# Exercise data
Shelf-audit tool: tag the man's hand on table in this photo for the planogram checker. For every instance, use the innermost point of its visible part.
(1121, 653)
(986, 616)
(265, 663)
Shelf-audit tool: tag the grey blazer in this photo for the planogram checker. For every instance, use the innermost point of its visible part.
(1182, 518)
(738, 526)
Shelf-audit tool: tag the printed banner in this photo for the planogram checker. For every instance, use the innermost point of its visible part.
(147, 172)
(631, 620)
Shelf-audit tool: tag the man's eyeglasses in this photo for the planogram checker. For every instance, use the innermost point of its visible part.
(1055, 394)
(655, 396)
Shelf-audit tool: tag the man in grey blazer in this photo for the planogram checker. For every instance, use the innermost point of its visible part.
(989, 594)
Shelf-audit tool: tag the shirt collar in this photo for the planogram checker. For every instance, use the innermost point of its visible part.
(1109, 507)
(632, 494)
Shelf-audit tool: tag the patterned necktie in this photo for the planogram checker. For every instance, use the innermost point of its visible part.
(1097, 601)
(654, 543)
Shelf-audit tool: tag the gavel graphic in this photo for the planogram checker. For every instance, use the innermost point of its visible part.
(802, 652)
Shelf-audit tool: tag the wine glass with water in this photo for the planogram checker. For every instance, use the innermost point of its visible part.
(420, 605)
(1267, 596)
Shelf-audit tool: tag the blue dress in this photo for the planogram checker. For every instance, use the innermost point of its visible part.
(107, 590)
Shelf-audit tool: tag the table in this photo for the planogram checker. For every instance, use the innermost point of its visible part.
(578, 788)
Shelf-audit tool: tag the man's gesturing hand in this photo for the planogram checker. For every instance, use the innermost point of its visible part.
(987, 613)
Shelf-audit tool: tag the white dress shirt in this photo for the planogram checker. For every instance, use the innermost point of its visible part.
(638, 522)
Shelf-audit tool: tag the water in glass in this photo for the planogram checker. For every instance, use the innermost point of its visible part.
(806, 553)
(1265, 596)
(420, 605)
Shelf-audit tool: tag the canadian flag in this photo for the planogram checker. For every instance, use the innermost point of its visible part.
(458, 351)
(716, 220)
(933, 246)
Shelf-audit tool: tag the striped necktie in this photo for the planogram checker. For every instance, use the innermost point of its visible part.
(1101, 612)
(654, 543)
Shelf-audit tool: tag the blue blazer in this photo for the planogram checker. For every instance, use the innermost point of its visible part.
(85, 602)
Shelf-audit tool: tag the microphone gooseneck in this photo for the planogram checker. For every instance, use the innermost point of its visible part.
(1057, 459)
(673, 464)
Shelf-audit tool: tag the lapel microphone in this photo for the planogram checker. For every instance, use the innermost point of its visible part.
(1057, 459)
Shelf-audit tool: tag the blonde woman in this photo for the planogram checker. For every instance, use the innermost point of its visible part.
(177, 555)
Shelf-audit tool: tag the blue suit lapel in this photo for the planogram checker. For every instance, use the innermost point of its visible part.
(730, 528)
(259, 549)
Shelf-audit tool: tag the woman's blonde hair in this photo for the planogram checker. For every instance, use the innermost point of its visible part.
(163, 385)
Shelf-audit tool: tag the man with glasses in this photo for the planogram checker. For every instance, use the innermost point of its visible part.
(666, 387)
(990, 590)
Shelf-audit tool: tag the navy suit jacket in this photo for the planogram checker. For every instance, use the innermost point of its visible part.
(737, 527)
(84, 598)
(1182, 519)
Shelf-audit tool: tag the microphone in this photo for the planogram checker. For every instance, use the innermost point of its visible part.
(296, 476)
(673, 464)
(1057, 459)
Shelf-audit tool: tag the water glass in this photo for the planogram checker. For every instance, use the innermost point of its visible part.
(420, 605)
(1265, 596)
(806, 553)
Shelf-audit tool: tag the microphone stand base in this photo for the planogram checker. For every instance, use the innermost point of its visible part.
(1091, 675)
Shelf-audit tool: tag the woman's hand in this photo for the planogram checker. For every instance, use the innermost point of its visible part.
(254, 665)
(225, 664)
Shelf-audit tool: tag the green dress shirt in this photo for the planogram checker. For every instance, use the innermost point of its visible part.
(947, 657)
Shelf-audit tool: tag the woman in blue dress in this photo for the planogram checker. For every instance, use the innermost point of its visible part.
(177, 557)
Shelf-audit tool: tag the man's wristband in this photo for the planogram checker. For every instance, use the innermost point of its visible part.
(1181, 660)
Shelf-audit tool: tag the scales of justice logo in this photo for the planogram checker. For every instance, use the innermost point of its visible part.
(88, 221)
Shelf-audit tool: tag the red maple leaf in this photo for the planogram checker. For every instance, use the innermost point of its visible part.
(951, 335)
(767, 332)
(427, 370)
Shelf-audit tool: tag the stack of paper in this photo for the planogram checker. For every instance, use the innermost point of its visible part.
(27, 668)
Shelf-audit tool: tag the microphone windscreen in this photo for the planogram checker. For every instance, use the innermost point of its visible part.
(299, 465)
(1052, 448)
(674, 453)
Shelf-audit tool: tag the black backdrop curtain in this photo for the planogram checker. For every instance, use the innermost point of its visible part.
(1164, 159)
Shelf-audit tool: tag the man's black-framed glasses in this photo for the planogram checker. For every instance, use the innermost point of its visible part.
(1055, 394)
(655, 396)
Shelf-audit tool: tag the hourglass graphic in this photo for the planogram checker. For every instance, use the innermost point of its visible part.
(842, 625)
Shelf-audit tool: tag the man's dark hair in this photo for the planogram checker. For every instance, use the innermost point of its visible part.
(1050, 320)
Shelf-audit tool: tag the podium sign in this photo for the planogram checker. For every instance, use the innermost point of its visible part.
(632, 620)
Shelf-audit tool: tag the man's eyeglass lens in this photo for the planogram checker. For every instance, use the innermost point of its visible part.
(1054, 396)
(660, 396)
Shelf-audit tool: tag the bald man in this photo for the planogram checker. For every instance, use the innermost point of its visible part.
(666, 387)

# Short problem
Print all of the material above, reproducing each line without any alteration.

# Final answer
Shelf-audit tool: tag the man's hand on table in this photo for the planogram checker. For every instance, use the innermost point of its visible part.
(1121, 653)
(986, 616)
(265, 663)
Shelf-audit tool: tag the grey blazer in this photo for the planogram checker. For every instance, use the innermost point of its visible part.
(1182, 518)
(738, 526)
Shelf-audit tool: tag the printed banner in this photo for the planogram checker. For every instance, use the innermost point of its visible part.
(147, 172)
(631, 620)
Shelf-audit tool: tag the man's eyeglasses in this photo for the planogram checker. For every instance, use the innermost point of its visible part.
(1055, 394)
(655, 396)
Shelf-audit tool: tag the man in grey blazer in this photo for the planogram checker. For every instance, use the innermost point of its visible part.
(989, 594)
Shelf-audit tool: tag the shirt collar in this photo for the planogram checker. For every instance, use the innermost point of its visible part.
(1109, 507)
(632, 494)
Shelf-audit tool: tag the patterned necktie in this photo for the planogram checker. For every instance, use the innermost point of its visible part.
(1097, 601)
(654, 543)
Shelf-audit tool: tag the gavel graphic in this photo for the planogram checker. For every instance, use the innermost point of its visible part.
(802, 652)
Shelf-audit tool: tag the wine glass with water in this photo for the planogram checker. For every instance, use the innermost point of its visible part.
(420, 605)
(1267, 596)
Shelf-audit tool: tag the blue dress in this photo for the planogram checker. For every instance, use the innermost point of its visible part.
(107, 590)
Shelf-audit tool: tag the table in this photo for the planogram checker. For every instance, use the innermost point of its visible part.
(578, 788)
Shelf-audit tool: tag the man's gesturing hand in this photo for the planogram checker. For every instance, use the innermost point of its visible part.
(987, 613)
Shelf-audit tool: tag the white dress shirt in this photo for the planogram checker. For every instance, use the innermost point of its visible part.
(638, 522)
Shelf-audit tool: tag the water in glass in this photo for the planogram checker. For every instance, use the innermost point of its visible part.
(806, 553)
(1265, 596)
(420, 605)
Shelf-audit tool: tag the canadian flag in this photo for the planogram checker. For every instance, use the innermost point of its visible part.
(458, 351)
(716, 220)
(933, 246)
Shelf-audit tool: tag the striped necktie in this photo for the planogram checker. For every instance, use the innermost point of its visible part.
(1101, 612)
(654, 543)
Shelf-audit tool: tag the blue blazer in this photo for the planogram checker. For every instance, use the innermost point of its visible part.
(85, 602)
Shelf-audit tool: tag the microphone gooseneck in this photo for the planogram checker. For every instance, use the innermost point of its visible part.
(1057, 459)
(673, 464)
Shelf-audit tool: tag the lapel microphone in this photo for the planogram checker. For every instance, use the innermost point of its visible part.
(1057, 459)
Shelf-audit tool: tag the blonde woman in this photo for the planogram checker. For every instance, use the innermost point of its visible part.
(177, 555)
Shelf-audit tool: tag the blue suit lapel in this photo for the planogram checker. For every instance, use the innermost point of its visible part.
(730, 528)
(259, 549)
Shelf-audit tool: tag the woman's blonde hair in this photo for the planogram checker. For every instance, use the innermost point of its visible part.
(163, 385)
Shelf-audit tool: tag the man with glasses in this photo for the planogram checker. For every instance, use the innermost point of its visible part.
(666, 387)
(990, 590)
Shelf-audit tool: tag the navy suit jacket in this photo for the planogram checker. For every instance, use the innermost point of its visible part.
(737, 527)
(84, 598)
(1182, 519)
Shelf-audit tool: tag the microphone in this photo for the planogram checker. For every instance, use the innermost point of its visible part.
(296, 476)
(673, 464)
(1057, 459)
Shelf-audit tool: tag the water glass in this photo for the planogram checker. For every instance, use the innermost point of its visible part.
(420, 605)
(1265, 596)
(806, 553)
Shelf-audit tool: tag the microphone stand base in this photo for the planogram checker. For every instance, use the innermost point of its visible part.
(1091, 675)
Shelf-audit tool: tag the woman's hand in this photo for the planogram checker. For every instance, use the innermost point of its visible part.
(254, 665)
(225, 664)
Shelf-audit tool: tag the green dress shirt in this photo for the planogram checker. For every instance, use the innermost point of its visible part.
(947, 657)
Shelf-audit tool: tag the woman in blue dress in this photo for the planogram checker. For every instance, use the innermost point of its visible part.
(177, 557)
Shelf-audit tool: tag the man's wristband in this photo for the planogram checker. For every instance, use the innermost point of its visible part.
(1181, 660)
Shelf-audit tool: tag the scales of justice logo in this photo for the planogram checker. For every instance, use the innermost point of its visible part.
(88, 221)
Shelf-audit tool: tag the red maple leaf in this photo for the planogram checker. For every instance, use the innermost point of its visible part.
(951, 335)
(767, 332)
(427, 370)
Shelf-audit tool: tag the stack of paper in this photo for the planogram checker. For every instance, use the innermost point of its visible part.
(27, 668)
Shelf-audit tool: tag the microphone windscreen in this photo for the planogram checker. For every instance, use the innermost point of its visible part.
(299, 465)
(1052, 448)
(674, 453)
Shelf-audit tool: tag the black backdrop curtain in this photo for the planogram checker. For every instance, use the innermost point of its visible part.
(1164, 159)
Shelf-audit tool: tag the man's black-framed glasses in this photo for the planogram checker. For every instance, use the innermost point of its visible part.
(1055, 394)
(655, 396)
Shelf-audit tool: tag the hourglass graphic in this photo for the planogram checker. For every instance, use the innermost point of its visible part.
(842, 625)
Shelf-audit tool: tag the man's dark hair in this photo for the planogram checker. For every instance, use the innermost point of its visible part.
(1050, 320)
Shelf-audit tool: tag the podium sign in this photo for the planogram checker. For every instance, use the innermost point of its visible part.
(632, 620)
Shelf-audit tool: tag the man's eyeglass lens in this photo for the planogram checker. For every instance, use the innermost point of its visible part.
(1054, 396)
(660, 396)
Shelf-audit tool: tag the bald man in this photo for the planogram checker. For every instance, use the innermost point of its visible part.
(666, 387)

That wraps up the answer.